> Stated exercise 1:
Based on the extract about Giuliani justice, decide whether each statement agrees with it: (a) Robert Schenck had a criminal record. (b) David Rohde's article ran in the February 6 New York Times. (c) Malcolm X used his phrase to describe the Southern states. Answer yes or no for each and quote the words that settle it.

> Extract:
>>>>

Giuliani Justice


We do not yet have equal justice for the poor, for the members of minority groups, for the criminally accused. Ugly inequities continue to mar the face of our nation. We are surely nearer the beginning than the end of our struggle. —the late Supreme Court justice William Brennan, 1987

Malcolm X, referring to New York and the rest of the Northern states, often used the phrase ‘up South.’ He meant, as he told me, that the injustices inflicted in Southern courts were just as common in the north, including in this city.

In the February 6 New York Times, reporter David Rohde performed a needed public service by illuminating the state of justice under the regime of Rudolph Giuliani.

The article was titled “A Brush With the Law Increasingly Ends With a Night in Jail.” One of its examples was the case of 29-year-old Robert Schenck of South Carolina, who was in Giuliani’s New York to visit his family. He has a construction job and had no criminal record.

David Rohde tells how Schenck, who is black, became enmeshed in “the assembly line justice of Manhattan night court.” Schenck and two friends from South Carolina “walked up the stairs to his cousin’s apartment . . . and were confronted by police officers who had already arrested several young men on trespassing charges.

<<<<

Records of labeled points

>>>>

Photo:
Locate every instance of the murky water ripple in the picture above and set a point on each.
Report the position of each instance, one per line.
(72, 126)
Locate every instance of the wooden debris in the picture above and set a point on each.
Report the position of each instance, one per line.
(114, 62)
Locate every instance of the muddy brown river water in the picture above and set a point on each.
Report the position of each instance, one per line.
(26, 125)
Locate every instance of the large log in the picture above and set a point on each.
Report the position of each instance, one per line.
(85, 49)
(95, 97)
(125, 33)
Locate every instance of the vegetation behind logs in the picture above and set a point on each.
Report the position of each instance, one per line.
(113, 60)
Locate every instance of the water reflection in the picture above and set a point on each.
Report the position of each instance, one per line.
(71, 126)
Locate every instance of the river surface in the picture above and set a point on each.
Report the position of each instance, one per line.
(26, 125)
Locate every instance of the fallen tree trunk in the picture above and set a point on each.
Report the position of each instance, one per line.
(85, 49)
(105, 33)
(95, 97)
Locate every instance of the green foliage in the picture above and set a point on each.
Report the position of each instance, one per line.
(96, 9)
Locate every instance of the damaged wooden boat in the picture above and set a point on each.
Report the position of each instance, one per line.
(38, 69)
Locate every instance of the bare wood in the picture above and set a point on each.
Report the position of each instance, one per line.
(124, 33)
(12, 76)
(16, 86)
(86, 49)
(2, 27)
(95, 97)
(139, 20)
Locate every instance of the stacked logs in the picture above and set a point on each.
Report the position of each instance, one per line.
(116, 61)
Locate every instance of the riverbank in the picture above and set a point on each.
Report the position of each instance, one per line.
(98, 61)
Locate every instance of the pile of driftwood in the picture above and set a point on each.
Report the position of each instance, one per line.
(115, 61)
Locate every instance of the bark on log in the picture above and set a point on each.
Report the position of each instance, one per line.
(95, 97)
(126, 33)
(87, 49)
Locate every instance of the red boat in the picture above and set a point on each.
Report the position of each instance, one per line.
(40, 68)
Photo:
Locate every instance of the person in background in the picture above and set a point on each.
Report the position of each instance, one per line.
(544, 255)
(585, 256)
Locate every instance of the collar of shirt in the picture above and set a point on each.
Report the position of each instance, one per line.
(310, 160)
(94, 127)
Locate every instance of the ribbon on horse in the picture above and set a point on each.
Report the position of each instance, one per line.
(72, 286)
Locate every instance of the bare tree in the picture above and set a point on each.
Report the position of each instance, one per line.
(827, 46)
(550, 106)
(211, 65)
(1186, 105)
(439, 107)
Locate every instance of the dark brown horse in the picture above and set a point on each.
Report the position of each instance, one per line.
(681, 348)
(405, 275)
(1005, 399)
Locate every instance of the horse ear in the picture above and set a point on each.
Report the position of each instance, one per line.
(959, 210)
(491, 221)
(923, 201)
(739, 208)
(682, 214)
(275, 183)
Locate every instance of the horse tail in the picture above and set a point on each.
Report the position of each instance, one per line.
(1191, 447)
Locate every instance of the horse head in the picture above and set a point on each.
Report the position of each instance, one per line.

<<<<

> Stated exercise 2:
Print the rows exactly, from the line containing "Locate every instance of the horse head" through the final line of the rows, including both ends.

> Complete answer 1:
(a) No: "had no criminal record."
(b) Yes: "In the February 6 New York Times, reporter David Rohde performed a needed public service"
(c) No: "referring to New York and the rest of the Northern states"

> Complete answer 2:
Locate every instance of the horse head in the picture above and set a point on each.
Report the position of each instance, one per line.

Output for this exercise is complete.